Goal:
Write out all the lines again, precisely as they stand, but without the images.

Material to process:
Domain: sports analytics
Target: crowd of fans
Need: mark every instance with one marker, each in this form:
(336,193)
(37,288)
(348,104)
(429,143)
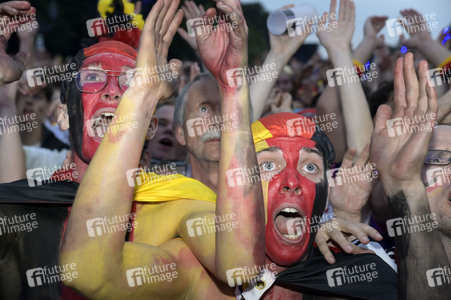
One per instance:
(397,167)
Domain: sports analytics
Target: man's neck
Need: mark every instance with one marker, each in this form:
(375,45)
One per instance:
(446,240)
(205,171)
(33,137)
(80,166)
(278,292)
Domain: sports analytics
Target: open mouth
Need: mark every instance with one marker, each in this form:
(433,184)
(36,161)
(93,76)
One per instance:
(100,122)
(290,223)
(166,142)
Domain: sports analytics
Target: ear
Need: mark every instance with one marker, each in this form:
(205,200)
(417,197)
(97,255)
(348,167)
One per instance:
(63,117)
(145,159)
(152,128)
(328,196)
(180,135)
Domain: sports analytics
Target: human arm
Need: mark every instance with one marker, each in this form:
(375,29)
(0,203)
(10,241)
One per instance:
(399,160)
(12,67)
(282,48)
(350,199)
(337,41)
(104,272)
(243,246)
(420,38)
(371,41)
(12,159)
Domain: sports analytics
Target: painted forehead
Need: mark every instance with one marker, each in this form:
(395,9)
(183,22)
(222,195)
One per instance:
(281,145)
(109,61)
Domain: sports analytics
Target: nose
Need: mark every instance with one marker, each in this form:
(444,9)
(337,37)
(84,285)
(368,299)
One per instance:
(112,91)
(290,182)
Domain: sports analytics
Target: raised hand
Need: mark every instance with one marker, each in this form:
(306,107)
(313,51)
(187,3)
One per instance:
(340,232)
(372,27)
(341,34)
(157,36)
(399,157)
(286,45)
(11,68)
(191,11)
(225,47)
(417,30)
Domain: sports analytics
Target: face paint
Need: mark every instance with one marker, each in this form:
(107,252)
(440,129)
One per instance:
(292,199)
(104,103)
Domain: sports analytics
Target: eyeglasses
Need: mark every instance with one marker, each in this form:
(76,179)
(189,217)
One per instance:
(438,157)
(94,81)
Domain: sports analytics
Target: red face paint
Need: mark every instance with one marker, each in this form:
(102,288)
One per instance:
(105,101)
(292,188)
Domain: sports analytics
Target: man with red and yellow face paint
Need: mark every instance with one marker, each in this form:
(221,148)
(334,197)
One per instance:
(297,189)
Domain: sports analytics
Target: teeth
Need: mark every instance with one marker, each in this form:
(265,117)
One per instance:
(290,210)
(293,237)
(101,123)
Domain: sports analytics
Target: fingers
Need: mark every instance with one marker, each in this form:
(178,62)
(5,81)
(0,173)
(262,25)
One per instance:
(324,248)
(348,158)
(399,89)
(432,100)
(172,29)
(411,83)
(364,156)
(169,17)
(21,60)
(423,98)
(332,10)
(337,237)
(384,113)
(162,15)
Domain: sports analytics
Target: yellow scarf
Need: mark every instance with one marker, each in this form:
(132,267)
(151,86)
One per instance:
(160,188)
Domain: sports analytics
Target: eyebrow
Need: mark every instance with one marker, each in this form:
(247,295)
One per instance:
(313,150)
(270,149)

Correct response:
Domain: sports analytics
Target: crowd of fans
Need: mark every instance with one marker, each in this form:
(336,193)
(37,288)
(348,104)
(429,143)
One per instance:
(397,167)
Domain: sports analytics
Target: man's neck
Need: mark every instance with one marker, each in this form:
(375,45)
One per instance:
(446,240)
(205,171)
(33,137)
(80,166)
(278,292)
Domain: sports analytics
Target: open mouth
Need: mark every instance with one marker, each in this form:
(433,184)
(36,161)
(93,76)
One per instance:
(100,122)
(290,223)
(166,142)
Domain: sports analytics
Target: ear
Need: mark every instance with one marker, each in this form:
(205,200)
(417,197)
(97,255)
(348,167)
One per instance:
(63,117)
(145,159)
(152,128)
(328,196)
(180,135)
Domain: sports analytics
Target: human arm
Need: mark every instance with one marker, each in this form:
(375,29)
(0,203)
(10,241)
One per instance:
(399,160)
(12,67)
(282,48)
(350,199)
(337,41)
(104,272)
(243,246)
(420,38)
(371,41)
(12,159)
Domain: sports analytics
Target: painted forehead
Need: mark every instance with one marker, each in this form:
(395,9)
(183,22)
(222,195)
One per instance:
(281,145)
(109,61)
Domain: sports analytics
Target: nose
Need: mark every instance with one marker, each in this form:
(444,9)
(337,37)
(84,285)
(368,299)
One per instance:
(112,91)
(290,182)
Domain: sports analytics
Target: raised hand
Need: mark every instance with one marker, each in this form:
(306,107)
(313,51)
(187,3)
One per instance:
(340,232)
(372,27)
(341,34)
(157,36)
(399,157)
(286,45)
(11,68)
(191,11)
(225,47)
(417,30)
Domain: sports analytics
Target: face paint
Need: mark every instance with one marker, each in this form:
(107,252)
(440,129)
One per instance:
(292,199)
(104,103)
Domain: sports analytics
Target: eyeglasses
Need: mark every instance with one marker, each in this form:
(76,179)
(189,217)
One per instance:
(438,157)
(94,81)
Domain: sports analytics
Target: red face paint
Need: mark every instance with one marker, each in this form:
(102,288)
One per instance:
(105,101)
(292,188)
Domain: sports analytics
Target: man with red and yellow face paint
Need: mark every instance with one marker, each in this form:
(221,148)
(334,197)
One per instance:
(297,189)
Domain: sports analytics
Target: teeth
Need: mark every instance with one marker, each in this form:
(265,117)
One per instance:
(290,210)
(293,237)
(101,123)
Domain: sports analytics
Target: fingers
Need: mark every instance with one marker, each in this form:
(178,62)
(5,81)
(0,173)
(262,25)
One per instance:
(324,248)
(348,158)
(399,89)
(432,100)
(172,29)
(411,83)
(364,156)
(169,17)
(21,60)
(423,98)
(332,10)
(337,237)
(384,113)
(162,15)
Domain: sports analytics
Target: yellow scarf
Need: mark every instance with one marker, each in this form:
(132,267)
(151,86)
One per instance:
(160,188)
Domain: sports analytics
Target: eyebrow
Need: mark every instance with one marker, each in this form:
(247,295)
One per instance:
(313,150)
(270,149)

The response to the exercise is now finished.